## Set task a
In the listing, rewrite the lines from the one containing "# mark one dot per instance, written like column 467, row" through the one containing "column 521, row 354", both included, with "sieve" changed to "strainer" and nothing else altered.

## Passage shown

Drivers can also increase fuel economy by driving lighter and/or lower-drag vehicles and minimizing the amount of people, cargo, tools, and equipment carried in the vehicle. Removing common unnecessary accessories such as roof racks, brush guards, wind deflectors (or "spoilers", when designed for downforce and not enhanced flow separation), running boards, push bars, and narrow and lower profile tires will improve fuel economy by reducing both weight and aerodynamic drag. Some cars also use a half size spare tire, for weight/cost/space saving purposes. Another simple way to decrease the vehicle's mass is to drive with the fuel tank mostly empty and to tank more frequently.
Maintaining an efficient speed is an important factor in fuel efficiency. Optimal efficiency can be expected while cruising with no stops, at minimal throttle and with the transmission in the highest gear (see Choice of gear, below). The optimum speed varies with the type of vehicle, although it is usually reported to be 35 mph (56 km/h) or higher. For instance a 2004 Chevrolet Impala had an optimum at 42 mph (70 km/h), and was within 15% of that from 29 to 57 mph (45 to 95 km/h). The US government 2005 Fuel Economy Guide includes a plot showing the optimum between 50 and 55 mph (80 and 89 km/h) for an unspecified vehicle.

## Data section
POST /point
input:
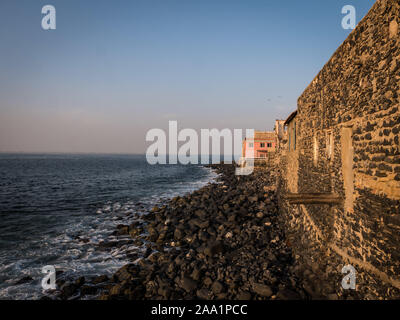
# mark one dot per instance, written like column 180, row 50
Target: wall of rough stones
column 348, row 126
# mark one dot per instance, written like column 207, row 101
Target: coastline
column 222, row 241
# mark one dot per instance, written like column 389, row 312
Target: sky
column 113, row 70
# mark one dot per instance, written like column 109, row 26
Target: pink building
column 258, row 148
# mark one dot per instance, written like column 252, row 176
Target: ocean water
column 55, row 209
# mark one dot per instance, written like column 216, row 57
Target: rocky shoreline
column 223, row 241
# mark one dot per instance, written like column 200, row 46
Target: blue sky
column 112, row 70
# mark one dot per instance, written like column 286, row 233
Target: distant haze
column 112, row 70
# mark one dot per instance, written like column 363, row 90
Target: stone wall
column 347, row 143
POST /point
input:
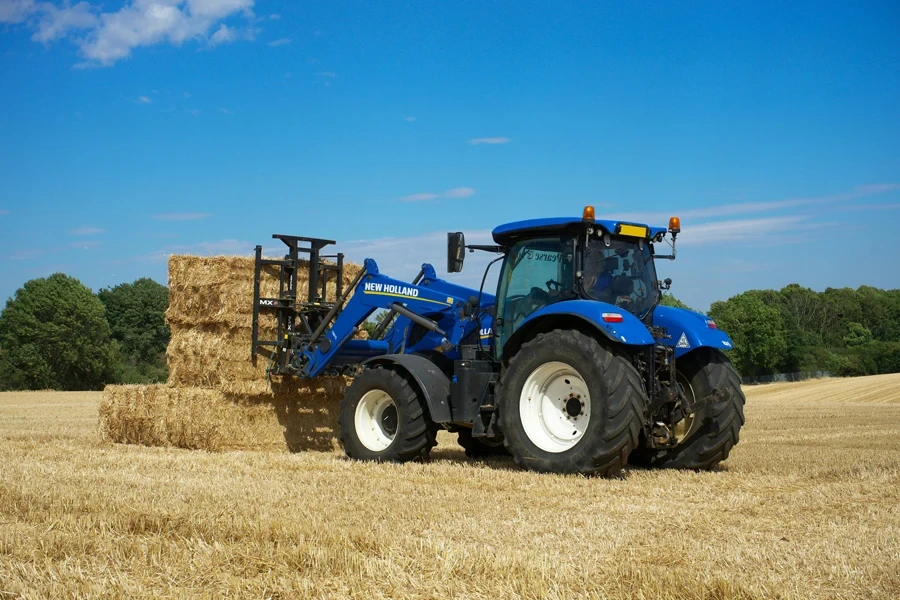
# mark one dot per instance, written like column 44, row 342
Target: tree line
column 841, row 330
column 55, row 333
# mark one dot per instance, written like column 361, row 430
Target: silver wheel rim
column 555, row 407
column 369, row 420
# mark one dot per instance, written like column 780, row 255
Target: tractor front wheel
column 383, row 418
column 570, row 405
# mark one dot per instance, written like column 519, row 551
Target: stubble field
column 806, row 507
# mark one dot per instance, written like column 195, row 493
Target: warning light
column 674, row 225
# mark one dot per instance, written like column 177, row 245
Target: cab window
column 534, row 274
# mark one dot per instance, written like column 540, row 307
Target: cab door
column 536, row 272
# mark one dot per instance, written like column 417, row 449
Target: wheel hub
column 574, row 406
column 555, row 407
column 376, row 420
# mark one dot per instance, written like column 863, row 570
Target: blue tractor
column 572, row 367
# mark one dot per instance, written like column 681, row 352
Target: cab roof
column 510, row 232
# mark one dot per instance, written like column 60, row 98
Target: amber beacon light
column 674, row 225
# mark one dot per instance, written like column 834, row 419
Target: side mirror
column 456, row 251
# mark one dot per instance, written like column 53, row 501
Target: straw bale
column 216, row 398
column 218, row 290
column 294, row 418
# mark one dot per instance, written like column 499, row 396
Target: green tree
column 54, row 335
column 756, row 329
column 137, row 318
column 857, row 335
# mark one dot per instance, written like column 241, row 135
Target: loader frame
column 297, row 318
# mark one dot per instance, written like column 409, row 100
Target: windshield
column 622, row 273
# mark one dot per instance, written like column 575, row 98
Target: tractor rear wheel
column 383, row 418
column 570, row 405
column 480, row 447
column 711, row 433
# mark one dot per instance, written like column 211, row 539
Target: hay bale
column 295, row 418
column 216, row 398
column 218, row 290
column 210, row 317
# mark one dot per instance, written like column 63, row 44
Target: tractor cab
column 559, row 259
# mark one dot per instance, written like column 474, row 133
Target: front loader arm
column 374, row 291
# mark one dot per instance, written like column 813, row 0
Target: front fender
column 688, row 330
column 630, row 331
column 432, row 382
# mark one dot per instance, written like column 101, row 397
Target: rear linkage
column 669, row 404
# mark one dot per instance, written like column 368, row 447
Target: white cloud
column 223, row 35
column 477, row 141
column 87, row 231
column 111, row 36
column 55, row 22
column 15, row 11
column 461, row 192
column 418, row 197
column 181, row 216
column 743, row 208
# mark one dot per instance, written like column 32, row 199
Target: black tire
column 617, row 403
column 476, row 448
column 414, row 435
column 716, row 430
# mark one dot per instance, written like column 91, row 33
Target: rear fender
column 431, row 381
column 689, row 330
column 589, row 313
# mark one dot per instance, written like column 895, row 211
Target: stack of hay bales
column 216, row 398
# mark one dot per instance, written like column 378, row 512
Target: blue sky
column 133, row 130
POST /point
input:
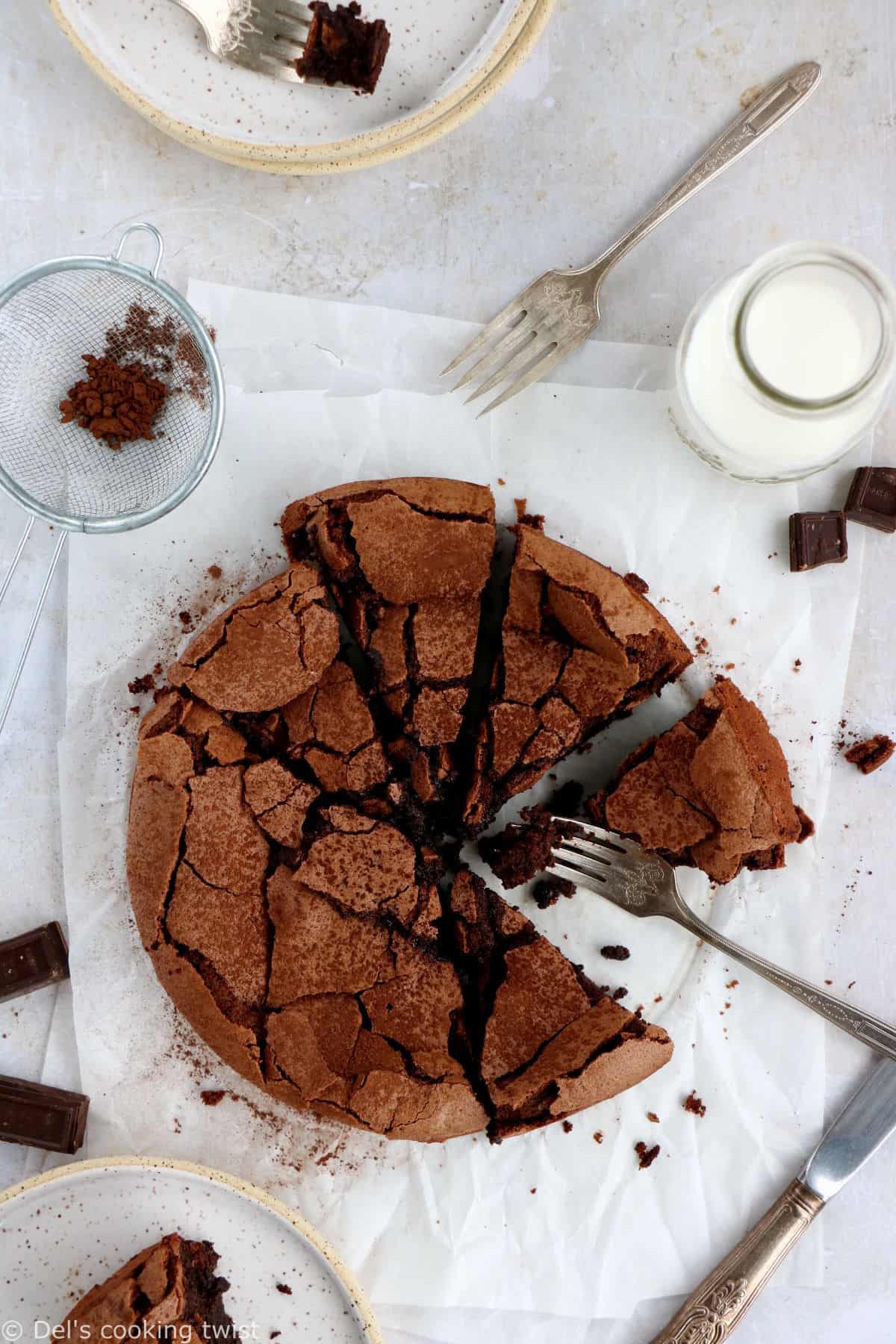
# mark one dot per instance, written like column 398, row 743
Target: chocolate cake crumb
column 535, row 520
column 615, row 952
column 548, row 890
column 344, row 49
column 523, row 848
column 647, row 1156
column 872, row 753
column 694, row 1104
column 806, row 826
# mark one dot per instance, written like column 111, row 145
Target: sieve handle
column 35, row 618
column 148, row 228
column 23, row 542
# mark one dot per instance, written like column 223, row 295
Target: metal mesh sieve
column 53, row 315
column 49, row 319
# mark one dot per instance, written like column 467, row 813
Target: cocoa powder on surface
column 116, row 402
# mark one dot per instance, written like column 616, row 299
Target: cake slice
column 543, row 1041
column 167, row 1292
column 579, row 647
column 408, row 562
column 711, row 793
column 344, row 49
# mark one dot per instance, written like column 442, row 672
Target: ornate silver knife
column 716, row 1307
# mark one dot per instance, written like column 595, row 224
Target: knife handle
column 714, row 1310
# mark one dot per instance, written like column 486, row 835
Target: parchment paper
column 553, row 1222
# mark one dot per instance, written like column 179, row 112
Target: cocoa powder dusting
column 147, row 336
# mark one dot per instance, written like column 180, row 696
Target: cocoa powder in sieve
column 116, row 402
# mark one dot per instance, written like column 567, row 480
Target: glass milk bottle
column 785, row 366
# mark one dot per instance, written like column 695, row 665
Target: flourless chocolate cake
column 579, row 647
column 172, row 1285
column 344, row 49
column 544, row 1041
column 408, row 562
column 287, row 892
column 711, row 793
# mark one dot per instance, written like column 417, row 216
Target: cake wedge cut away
column 581, row 645
column 543, row 1041
column 408, row 561
column 169, row 1290
column 712, row 792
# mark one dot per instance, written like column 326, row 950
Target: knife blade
column 718, row 1305
column 864, row 1124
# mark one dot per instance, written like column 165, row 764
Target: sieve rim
column 134, row 517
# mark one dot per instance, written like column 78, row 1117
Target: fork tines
column 590, row 853
column 274, row 40
column 521, row 354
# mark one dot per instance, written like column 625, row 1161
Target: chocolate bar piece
column 817, row 539
column 872, row 497
column 33, row 960
column 42, row 1117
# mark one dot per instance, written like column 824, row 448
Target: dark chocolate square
column 817, row 539
column 872, row 497
column 42, row 1117
column 33, row 960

## Set task b
Copy out the whole passage on fuel economy word for word.

## Solution a
# mark one dot per instance, written like column 467, row 813
Target: cocoa powder on surface
column 116, row 402
# mark one dot per instance, written like column 616, row 299
Target: cake slice
column 543, row 1041
column 167, row 1292
column 579, row 647
column 408, row 562
column 711, row 793
column 344, row 49
# mark one dot per instance, written like column 442, row 672
Target: ornate silver knife
column 716, row 1307
# mark one dot per instance, written like column 595, row 224
Target: knife handle
column 714, row 1310
# mark one dot per instance, written like column 486, row 835
Target: parchment paper
column 553, row 1222
# mark one dot per instance, written like column 179, row 112
Target: cocoa powder dusting
column 147, row 336
# mark one dot per instance, written like column 180, row 696
Target: cocoa powder in strainer
column 116, row 402
# mark one dot per instance, written like column 567, row 480
Target: glass milk bottle
column 785, row 366
# mark one dot per instance, written like column 695, row 665
Target: flourless chocolate cake
column 579, row 647
column 172, row 1285
column 344, row 49
column 544, row 1041
column 408, row 562
column 287, row 892
column 711, row 793
# mark one dot per instance, written like column 417, row 216
Target: cake wedge cut away
column 581, row 645
column 543, row 1041
column 408, row 561
column 169, row 1290
column 712, row 792
# mark one dot per instance, written like column 326, row 950
Target: knife blade
column 718, row 1305
column 864, row 1124
# mark one dot per instance, written like column 165, row 764
Target: strainer rim
column 134, row 517
# mark one dot per instance, written like column 78, row 1117
Target: fork tines
column 590, row 853
column 274, row 40
column 521, row 354

## Solution b
Drivers can also increase fuel economy by driving lighter and/or lower-drag vehicles and minimizing the amount of people, cargo, tools, and equipment carried in the vehicle. Removing common unnecessary accessories such as roof racks, brush guards, wind deflectors (or "spoilers", when designed for downforce and not enhanced flow separation), running boards, push bars, and narrow and lower profile tires will improve fuel economy by reducing both weight and aerodynamic drag. Some cars also use a half size spare tire, for weight/cost/space saving purposes. Another simple way to decrease the vehicle's mass is to drive with the fuel tank mostly empty and to tank more frequently.
Maintaining an efficient speed is an important factor in fuel efficiency. Optimal efficiency can be expected while cruising with no stops, at minimal throttle and with the transmission in the highest gear (see Choice of gear, below). The optimum speed varies with the type of vehicle, although it is usually reported to be 35 mph (56 km/h) or higher. For instance a 2004 Chevrolet Impala had an optimum at 42 mph (70 km/h), and was within 15% of that from 29 to 57 mph (45 to 95 km/h). The US government 2005 Fuel Economy Guide includes a plot showing the optimum between 50 and 55 mph (80 and 89 km/h) for an unspecified vehicle.